Exercise ▸ How many lines of the records below contain the string "jacket", with case taken into account? Reply with the number alone.

Records provided ▸
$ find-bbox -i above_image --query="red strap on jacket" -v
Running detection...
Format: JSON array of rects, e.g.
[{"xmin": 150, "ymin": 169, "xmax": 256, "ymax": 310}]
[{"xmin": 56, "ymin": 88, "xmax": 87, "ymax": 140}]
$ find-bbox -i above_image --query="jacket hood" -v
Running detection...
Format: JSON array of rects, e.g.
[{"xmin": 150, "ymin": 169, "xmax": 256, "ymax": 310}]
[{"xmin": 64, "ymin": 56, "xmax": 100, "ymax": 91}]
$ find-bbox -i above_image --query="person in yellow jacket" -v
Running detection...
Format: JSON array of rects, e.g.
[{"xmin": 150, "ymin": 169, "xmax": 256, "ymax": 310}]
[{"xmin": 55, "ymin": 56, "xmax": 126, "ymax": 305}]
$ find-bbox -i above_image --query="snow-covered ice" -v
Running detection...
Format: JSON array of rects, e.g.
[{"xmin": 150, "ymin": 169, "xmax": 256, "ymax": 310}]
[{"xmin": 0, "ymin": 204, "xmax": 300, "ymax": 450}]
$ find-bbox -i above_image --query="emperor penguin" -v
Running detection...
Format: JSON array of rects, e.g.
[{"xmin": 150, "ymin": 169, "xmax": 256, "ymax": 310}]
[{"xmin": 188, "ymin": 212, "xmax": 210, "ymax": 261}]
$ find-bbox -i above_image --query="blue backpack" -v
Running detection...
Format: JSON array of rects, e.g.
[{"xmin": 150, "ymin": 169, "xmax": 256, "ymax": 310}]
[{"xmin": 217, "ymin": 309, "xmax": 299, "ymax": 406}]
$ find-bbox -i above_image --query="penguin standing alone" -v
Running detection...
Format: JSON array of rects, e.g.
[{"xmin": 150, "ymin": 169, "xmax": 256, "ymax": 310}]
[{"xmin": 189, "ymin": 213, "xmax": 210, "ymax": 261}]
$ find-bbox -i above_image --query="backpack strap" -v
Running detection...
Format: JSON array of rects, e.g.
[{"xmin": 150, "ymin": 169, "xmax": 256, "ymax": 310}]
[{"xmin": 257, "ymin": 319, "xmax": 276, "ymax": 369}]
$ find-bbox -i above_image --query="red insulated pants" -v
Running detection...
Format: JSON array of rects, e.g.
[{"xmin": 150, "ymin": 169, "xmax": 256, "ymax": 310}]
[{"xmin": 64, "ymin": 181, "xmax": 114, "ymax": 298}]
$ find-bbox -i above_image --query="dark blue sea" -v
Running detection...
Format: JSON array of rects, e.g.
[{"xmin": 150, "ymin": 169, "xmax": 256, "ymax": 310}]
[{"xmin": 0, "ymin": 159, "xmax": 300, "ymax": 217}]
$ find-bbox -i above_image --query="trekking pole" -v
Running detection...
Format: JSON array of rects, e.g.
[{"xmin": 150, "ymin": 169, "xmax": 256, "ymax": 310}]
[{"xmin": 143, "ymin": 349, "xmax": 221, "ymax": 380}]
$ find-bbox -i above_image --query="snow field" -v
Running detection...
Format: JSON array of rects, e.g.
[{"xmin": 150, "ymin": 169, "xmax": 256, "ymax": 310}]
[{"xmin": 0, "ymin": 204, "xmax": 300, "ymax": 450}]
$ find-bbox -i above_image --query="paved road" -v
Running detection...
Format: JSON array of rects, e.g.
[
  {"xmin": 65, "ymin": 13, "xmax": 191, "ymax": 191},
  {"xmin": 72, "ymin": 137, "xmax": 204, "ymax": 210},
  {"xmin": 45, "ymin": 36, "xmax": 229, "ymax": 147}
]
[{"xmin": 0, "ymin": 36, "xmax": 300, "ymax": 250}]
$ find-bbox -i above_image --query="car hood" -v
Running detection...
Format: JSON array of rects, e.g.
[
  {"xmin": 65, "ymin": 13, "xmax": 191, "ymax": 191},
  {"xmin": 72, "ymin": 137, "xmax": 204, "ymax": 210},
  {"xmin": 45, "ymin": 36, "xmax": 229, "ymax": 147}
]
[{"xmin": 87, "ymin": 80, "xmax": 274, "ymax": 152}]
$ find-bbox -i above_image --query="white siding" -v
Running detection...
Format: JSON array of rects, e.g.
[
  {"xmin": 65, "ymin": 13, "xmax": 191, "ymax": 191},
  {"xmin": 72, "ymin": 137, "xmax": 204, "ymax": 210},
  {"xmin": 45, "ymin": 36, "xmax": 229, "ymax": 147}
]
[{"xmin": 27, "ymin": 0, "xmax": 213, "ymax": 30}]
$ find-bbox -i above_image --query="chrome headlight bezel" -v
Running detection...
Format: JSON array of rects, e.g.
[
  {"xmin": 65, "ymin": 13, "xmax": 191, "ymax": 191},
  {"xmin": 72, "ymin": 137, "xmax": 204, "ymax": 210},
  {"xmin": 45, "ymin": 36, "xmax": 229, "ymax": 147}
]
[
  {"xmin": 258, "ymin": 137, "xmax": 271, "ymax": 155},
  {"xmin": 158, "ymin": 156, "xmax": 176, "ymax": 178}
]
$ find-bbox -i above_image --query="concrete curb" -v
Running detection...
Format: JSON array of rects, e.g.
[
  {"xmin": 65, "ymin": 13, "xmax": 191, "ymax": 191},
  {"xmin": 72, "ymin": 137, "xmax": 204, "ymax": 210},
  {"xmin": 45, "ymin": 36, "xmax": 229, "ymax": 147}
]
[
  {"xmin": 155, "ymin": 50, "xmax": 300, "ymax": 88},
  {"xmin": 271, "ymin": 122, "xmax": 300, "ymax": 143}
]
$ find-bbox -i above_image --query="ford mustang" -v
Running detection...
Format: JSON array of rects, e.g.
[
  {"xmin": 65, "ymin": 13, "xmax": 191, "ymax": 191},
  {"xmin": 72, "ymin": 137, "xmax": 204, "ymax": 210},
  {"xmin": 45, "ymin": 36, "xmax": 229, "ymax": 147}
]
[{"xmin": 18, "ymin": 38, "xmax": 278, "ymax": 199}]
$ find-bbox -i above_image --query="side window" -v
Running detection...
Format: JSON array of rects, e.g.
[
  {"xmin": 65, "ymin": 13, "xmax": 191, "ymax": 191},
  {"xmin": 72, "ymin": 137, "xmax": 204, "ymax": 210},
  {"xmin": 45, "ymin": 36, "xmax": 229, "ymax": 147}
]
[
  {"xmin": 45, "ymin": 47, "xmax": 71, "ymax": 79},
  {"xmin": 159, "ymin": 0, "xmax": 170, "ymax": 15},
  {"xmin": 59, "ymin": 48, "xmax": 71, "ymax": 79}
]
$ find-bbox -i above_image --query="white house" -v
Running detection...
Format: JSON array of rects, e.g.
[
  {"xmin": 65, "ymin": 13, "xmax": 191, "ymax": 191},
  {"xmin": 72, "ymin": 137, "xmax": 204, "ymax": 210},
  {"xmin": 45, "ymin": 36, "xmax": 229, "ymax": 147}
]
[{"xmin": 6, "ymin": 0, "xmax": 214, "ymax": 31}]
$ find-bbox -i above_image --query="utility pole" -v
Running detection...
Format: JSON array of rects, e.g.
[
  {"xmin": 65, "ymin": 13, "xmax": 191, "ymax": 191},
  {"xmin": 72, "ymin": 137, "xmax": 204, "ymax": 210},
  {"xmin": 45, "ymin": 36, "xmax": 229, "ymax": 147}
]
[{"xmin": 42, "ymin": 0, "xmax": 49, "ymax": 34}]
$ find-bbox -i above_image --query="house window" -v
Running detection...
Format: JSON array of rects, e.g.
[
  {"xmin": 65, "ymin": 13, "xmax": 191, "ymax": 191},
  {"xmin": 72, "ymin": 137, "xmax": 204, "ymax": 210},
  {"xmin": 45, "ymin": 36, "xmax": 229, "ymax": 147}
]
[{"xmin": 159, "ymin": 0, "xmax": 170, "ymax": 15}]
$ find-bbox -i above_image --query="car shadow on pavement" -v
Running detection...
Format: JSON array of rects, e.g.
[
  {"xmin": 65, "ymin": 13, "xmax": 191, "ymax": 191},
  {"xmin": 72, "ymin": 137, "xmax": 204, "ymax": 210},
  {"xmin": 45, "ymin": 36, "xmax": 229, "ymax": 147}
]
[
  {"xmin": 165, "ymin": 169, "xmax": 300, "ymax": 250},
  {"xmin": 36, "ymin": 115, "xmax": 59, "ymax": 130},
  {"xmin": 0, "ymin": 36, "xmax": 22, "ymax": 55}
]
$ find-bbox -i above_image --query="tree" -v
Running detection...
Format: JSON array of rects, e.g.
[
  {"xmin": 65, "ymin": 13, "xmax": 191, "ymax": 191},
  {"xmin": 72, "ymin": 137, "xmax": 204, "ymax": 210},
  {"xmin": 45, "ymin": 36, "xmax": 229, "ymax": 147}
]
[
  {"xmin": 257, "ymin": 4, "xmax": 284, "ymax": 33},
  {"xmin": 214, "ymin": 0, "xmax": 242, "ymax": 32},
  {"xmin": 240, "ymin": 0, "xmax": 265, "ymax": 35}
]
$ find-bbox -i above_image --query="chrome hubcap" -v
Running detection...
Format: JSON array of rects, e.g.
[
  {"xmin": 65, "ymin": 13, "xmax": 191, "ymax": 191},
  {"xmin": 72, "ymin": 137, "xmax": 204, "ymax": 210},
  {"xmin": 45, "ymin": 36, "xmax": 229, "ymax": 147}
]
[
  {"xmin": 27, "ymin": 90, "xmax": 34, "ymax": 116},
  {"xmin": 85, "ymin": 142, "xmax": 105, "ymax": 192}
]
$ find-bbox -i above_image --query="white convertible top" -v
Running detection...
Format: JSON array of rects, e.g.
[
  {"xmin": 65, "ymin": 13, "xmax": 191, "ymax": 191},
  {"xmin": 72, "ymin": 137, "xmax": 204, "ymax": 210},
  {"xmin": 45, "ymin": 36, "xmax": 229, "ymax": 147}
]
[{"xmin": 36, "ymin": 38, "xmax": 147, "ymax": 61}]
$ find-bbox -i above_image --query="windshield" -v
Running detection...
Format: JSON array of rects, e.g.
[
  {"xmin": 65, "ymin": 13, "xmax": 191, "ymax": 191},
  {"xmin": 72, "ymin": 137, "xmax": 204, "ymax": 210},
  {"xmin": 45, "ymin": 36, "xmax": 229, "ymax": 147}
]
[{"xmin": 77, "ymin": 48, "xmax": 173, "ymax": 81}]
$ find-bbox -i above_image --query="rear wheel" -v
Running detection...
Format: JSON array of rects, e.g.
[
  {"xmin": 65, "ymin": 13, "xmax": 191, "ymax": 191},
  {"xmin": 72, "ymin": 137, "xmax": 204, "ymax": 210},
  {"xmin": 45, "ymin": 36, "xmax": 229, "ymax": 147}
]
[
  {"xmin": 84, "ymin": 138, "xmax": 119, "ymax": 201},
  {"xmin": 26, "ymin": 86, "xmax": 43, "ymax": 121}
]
* * *
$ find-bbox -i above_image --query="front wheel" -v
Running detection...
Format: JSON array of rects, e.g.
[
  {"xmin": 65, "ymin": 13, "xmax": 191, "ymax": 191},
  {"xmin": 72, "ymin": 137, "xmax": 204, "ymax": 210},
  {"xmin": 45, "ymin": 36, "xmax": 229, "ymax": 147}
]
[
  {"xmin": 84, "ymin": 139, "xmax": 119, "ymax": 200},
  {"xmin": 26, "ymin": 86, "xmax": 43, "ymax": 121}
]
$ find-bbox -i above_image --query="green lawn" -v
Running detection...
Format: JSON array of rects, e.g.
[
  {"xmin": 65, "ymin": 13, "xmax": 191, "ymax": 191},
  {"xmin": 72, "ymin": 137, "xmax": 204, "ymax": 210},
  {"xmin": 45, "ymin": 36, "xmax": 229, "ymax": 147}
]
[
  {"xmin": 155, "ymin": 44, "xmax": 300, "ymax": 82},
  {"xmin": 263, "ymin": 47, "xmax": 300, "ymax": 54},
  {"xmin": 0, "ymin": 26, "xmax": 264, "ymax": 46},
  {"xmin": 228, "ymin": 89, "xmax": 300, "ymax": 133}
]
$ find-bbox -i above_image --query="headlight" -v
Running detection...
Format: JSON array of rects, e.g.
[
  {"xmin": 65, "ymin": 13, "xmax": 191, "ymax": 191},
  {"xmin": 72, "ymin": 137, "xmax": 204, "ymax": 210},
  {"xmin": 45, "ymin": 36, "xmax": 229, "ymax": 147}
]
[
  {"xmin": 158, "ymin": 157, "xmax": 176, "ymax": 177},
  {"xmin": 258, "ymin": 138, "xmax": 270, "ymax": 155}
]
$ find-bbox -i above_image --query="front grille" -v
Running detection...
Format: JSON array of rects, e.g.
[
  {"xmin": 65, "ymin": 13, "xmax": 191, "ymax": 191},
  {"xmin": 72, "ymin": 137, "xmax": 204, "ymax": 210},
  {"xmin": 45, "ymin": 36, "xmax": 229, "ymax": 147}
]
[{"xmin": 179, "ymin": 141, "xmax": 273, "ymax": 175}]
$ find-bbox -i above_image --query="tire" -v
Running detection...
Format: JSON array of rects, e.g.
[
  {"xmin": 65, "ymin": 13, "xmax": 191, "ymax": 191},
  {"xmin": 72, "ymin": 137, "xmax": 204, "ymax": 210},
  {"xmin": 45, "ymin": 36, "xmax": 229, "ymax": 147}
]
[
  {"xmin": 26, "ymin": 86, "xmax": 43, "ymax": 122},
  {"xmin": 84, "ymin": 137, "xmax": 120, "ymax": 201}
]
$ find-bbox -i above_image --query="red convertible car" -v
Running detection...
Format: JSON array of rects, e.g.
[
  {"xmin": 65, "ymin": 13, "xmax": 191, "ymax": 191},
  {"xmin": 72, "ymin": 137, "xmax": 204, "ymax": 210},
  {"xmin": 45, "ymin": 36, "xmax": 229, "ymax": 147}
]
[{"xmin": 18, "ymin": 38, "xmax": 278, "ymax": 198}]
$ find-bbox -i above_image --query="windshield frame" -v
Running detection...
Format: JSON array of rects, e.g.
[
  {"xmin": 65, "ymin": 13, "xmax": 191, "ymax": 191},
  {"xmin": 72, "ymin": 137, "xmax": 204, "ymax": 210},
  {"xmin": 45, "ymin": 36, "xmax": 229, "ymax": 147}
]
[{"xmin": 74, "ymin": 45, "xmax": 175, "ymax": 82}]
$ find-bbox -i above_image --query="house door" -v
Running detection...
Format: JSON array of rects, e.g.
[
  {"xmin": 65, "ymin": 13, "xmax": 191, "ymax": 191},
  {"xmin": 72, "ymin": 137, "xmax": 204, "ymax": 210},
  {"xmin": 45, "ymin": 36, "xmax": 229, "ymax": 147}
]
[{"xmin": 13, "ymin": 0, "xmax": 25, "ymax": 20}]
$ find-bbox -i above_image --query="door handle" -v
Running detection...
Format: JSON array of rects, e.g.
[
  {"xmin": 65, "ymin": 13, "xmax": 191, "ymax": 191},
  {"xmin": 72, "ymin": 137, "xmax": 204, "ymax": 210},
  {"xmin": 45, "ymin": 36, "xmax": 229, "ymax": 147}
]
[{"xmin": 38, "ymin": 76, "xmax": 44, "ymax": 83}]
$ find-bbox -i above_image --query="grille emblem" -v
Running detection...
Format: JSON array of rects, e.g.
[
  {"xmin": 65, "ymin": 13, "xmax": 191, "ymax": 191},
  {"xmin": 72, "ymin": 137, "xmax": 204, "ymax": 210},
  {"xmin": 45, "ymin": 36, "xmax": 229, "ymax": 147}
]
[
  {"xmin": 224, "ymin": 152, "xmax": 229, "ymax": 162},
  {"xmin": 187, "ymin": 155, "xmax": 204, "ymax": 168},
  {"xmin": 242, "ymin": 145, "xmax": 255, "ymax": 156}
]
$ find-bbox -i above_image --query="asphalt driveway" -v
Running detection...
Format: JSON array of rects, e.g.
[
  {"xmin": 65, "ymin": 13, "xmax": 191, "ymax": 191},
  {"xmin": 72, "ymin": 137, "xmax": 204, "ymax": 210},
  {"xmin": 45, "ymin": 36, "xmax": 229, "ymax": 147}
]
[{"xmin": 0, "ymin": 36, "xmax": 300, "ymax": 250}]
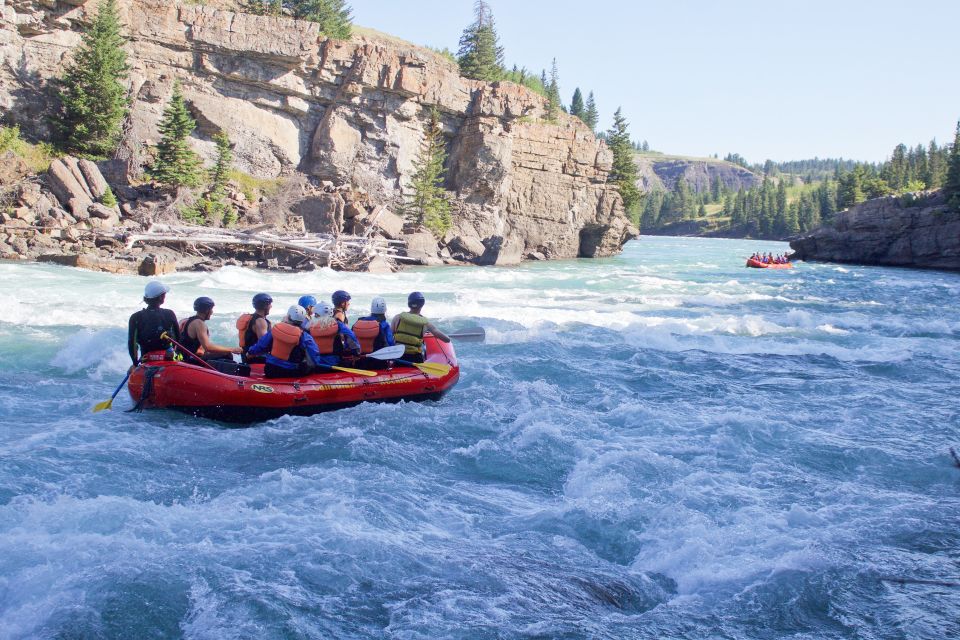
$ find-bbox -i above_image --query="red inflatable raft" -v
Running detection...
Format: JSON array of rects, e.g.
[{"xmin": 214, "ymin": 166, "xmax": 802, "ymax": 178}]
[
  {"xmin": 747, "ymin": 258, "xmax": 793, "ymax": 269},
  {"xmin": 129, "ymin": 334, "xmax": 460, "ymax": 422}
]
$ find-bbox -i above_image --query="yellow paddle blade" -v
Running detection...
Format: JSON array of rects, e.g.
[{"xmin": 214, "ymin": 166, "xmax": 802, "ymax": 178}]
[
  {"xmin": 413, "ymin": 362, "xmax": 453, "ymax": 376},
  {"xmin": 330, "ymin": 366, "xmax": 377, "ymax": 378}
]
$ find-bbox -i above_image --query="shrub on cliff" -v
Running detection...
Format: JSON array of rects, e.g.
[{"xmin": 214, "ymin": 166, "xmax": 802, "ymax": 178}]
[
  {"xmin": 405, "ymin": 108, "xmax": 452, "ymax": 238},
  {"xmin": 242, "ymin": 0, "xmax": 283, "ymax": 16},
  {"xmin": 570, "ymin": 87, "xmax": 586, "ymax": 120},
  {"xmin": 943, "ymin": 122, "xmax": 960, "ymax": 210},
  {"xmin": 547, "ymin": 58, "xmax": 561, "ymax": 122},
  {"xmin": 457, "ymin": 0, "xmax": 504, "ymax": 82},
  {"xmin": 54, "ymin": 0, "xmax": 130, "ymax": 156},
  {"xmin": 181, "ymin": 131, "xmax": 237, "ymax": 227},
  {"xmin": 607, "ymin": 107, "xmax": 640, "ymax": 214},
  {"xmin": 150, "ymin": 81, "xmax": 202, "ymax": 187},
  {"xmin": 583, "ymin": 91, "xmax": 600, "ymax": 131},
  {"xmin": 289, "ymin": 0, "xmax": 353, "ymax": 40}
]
...
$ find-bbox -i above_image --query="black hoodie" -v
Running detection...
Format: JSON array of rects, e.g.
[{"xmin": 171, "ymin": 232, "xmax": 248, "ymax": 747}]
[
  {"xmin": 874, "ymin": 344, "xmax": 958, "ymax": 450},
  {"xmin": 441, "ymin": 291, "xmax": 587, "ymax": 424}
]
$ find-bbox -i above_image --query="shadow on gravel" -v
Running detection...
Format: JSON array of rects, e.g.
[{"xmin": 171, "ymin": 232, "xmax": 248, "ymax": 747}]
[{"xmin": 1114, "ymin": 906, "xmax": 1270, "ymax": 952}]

Answer to this exercise ▸ 3